The CIP updates comprised three separate items on the agenda of the commission’s monthly open meeting March 19. In the first item, it approved updates to 11 standards intended to establish a baseline of security requirements enabling utilities to use virtualization technologies safely (RM24-8). NERC submitted the standards to the commission for approval in July 2024, along with four new and 18 revised definitions for its Glossary of Terms. (See NERC Sends Virtualization Standards to FERC.)

FERC approved updates to the following standards:

    • CIP-002-7 (Cybersecurity — BES cyber system categorization)
    • CIP-003-10 (Cybersecurity — security management controls)
    • CIP-004-8 (Cybersecurity — personnel and training)
    • CIP-005-8 (Cybersecurity — electronic security perimeters)
    • CIP-006-7.1 (Cybersecurity — physical security of BES cyber systems)
    • CIP-007-7.1 (Cybersecurity — systems security management)
    • CIP-008-7.1 (Cybersecurity — incident reporting and response planning)
    • CIP-009-7.1​ (Cybersecurity — recovery plans for BES cyber systems)
    • CIP-010-5 (Cybersecurity — configuration change management and vulnerability assessments)
    • CIP-011-4.1 (Cybersecurity — information protection)
    • CIP-013-3 (Cybersecurity — supply chain risk management)​

When it submitted the standards, NERC wrote they “would allow responsible entities to fully implement virtualization and address risks associated with virtualized environments.” Virtualization constitutes “the process of creating virtual, as opposed to physical, versions of computer hardware to minimize the amount of physical hardware resources required to perform various functions,” according to the National Institute of Standards and Technology.

Among the changes to enable virtualization are revisions to language that would allow the use of more varieties of security models, permit broader change management approaches “to recognize the dynamic nature of virtualized technologies” and specify how accessibility and attack surfaces of virtualized configurations can be managed. NERC also proposed to replace the phrase “technical feasibility” with “per system capability,” which would allow entities more flexibility when applying the CIP requirements to non-physical systems.

FERC observed that comments from stakeholders on its November 2025 Notice of Proposed Rulemaking to approve the 11 standards generally supported their passage. Respondents focused on the “significant cybersecurity benefits and flexibility in responding to cyber threats” of virtualization, and on the way they allow “for the secure adoption of emerging technology.” (See ERO, Stakeholders Support Proposed Cybersecurity Standards.)

• RECORD EXTRACTS
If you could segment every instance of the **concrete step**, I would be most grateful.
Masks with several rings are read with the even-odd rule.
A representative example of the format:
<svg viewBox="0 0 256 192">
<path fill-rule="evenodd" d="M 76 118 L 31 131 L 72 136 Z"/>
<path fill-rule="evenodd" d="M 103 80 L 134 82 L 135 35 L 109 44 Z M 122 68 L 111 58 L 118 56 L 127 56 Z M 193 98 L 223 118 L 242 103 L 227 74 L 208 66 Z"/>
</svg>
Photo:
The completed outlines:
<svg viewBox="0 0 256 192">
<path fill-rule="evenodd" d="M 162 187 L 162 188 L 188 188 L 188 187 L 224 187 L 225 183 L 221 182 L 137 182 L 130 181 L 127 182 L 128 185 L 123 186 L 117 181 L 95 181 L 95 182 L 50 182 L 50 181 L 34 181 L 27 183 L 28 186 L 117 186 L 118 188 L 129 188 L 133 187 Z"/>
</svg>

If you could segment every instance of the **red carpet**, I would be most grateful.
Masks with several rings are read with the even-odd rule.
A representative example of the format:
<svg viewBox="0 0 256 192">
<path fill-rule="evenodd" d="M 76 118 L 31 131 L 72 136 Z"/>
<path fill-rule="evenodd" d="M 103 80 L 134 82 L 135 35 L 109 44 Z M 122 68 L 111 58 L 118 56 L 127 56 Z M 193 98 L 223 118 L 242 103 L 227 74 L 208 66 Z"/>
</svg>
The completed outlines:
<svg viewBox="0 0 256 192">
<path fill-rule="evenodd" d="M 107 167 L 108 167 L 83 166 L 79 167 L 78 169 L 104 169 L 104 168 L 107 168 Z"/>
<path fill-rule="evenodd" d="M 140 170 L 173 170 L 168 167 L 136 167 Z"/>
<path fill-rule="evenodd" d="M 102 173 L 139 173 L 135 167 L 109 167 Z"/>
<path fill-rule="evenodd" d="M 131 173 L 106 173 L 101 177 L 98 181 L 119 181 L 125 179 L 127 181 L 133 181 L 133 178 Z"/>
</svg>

• WHAT IS NEEDED
Retype the part of the CIP standards text from "FERC approved updates" to "personnel and training)".

• OUTPUT BELOW
FERC approved updates to the following standards:

    • CIP-002-7 (Cybersecurity — BES cyber system categorization)
    • CIP-003-10 (Cybersecurity — security management controls)
    • CIP-004-8 (Cybersecurity — personnel and training)